→ **Provided passage**:

_ _ _ _ _ _ _

# Cost of insurance for livery yard



## now_loves_mares (30 June 2010)

I am pulling together a business plan for a livery yard, and need to include a rough cost for insurance. The property will be approx 8-10 stables with an arena. There will be a house too. Not sure whether the house and equestrian buildings etc would be covered under normal insurance, with the liability insurance as the "business" cost, or whether the house would be under one policy with stables, tack, liability etc under a separate policy.

I'm still at the draft stages so this is just a rough guide. Can anyone who has a business give me a ballpark figure to include in the business plan? I've put in £100/month at the moment but absolutely no idea if I'm close! I'm excluding the underlying cost of the house insurance from that, as that won't form part of the business.

Thanks


----------



## LMuirEDT (30 June 2010)

Up for u... curious myself TBH


----------



## TopTotty (30 June 2010)

Hi, I am insured with SEIB and it is around £50 per month for public liability.  If you need employers liability it will be around £150.  Depends whether you do all the work yourself or have helpers.  Good luck


----------



## BMA (30 June 2010)

Need more info and then I can give you a clue as I work in Insurance.

Will you be purchasing the yard...if you are renting the owner would insure the buildings etc.

If you have got to insure the lot what will be the rebuild figure for the house and the buildings (stables)

What are the house and stables built of?

If you have 8 - 10 horses can I assume that you will have a max of 10 horses or will you have grass liveries?  What sort of liveries - DIY, Full, backing and breaking

Will you have people in from outside using your facilities - xc course, school etc

How many staff will you have and what will be your annual wagebill

What is the Sum Insured of tack?  I assume this is your tack and not your clients.  (You have no insurable interest in your clients tack as you did not pay for it so they would have to insure themselves)

Will any of the stables have your own horses in?

I would recomend you have Care, Custody and Control Insurance to cover you if you are looking after other peoples horses....what would be the max Sum Insured for a horse at your livery.  £10k, £20k???

What limit of Indemnity do you require - £1m, £2m, £5m

Do you have any rights of way through you fields

Sorry for all the questions but least then I can give you an idea


----------



## almostthere (30 June 2010)

_ _ _ _ _ _ _

→ **Provided data**:
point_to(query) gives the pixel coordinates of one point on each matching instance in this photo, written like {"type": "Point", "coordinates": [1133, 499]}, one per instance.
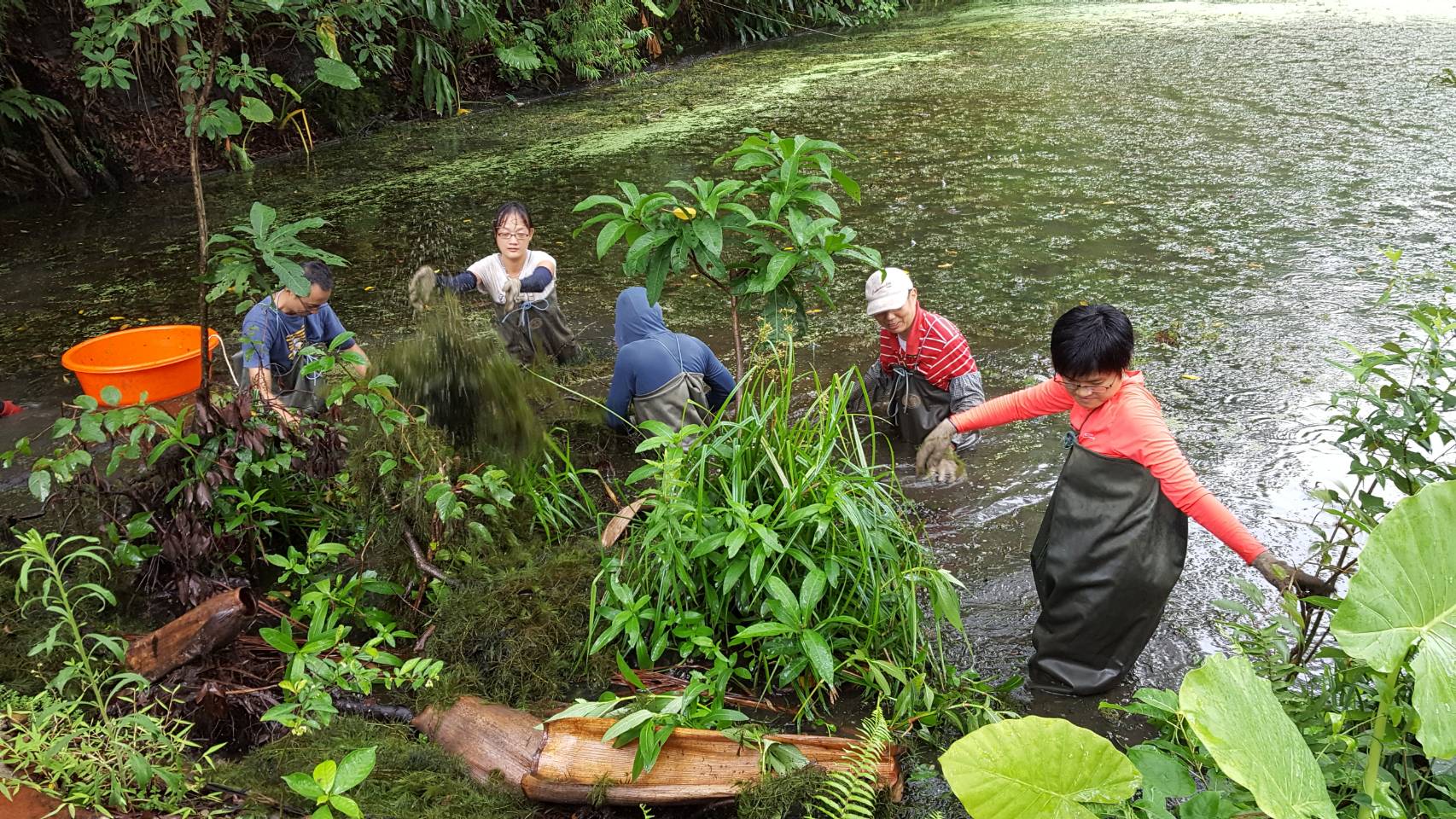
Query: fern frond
{"type": "Point", "coordinates": [849, 793]}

_ _ _ _ _ _ _

Set down the stretch of the livery yard insurance thread from "## now_loves_mares (30" through "a separate policy.".

## now_loves_mares (30 June 2010)

I am pulling together a business plan for a livery yard, and need to include a rough cost for insurance. The property will be approx 8-10 stables with an arena. There will be a house too. Not sure whether the house and equestrian buildings etc would be covered under normal insurance, with the liability insurance as the "business" cost, or whether the house would be under one policy with stables, tack, liability etc under a separate policy.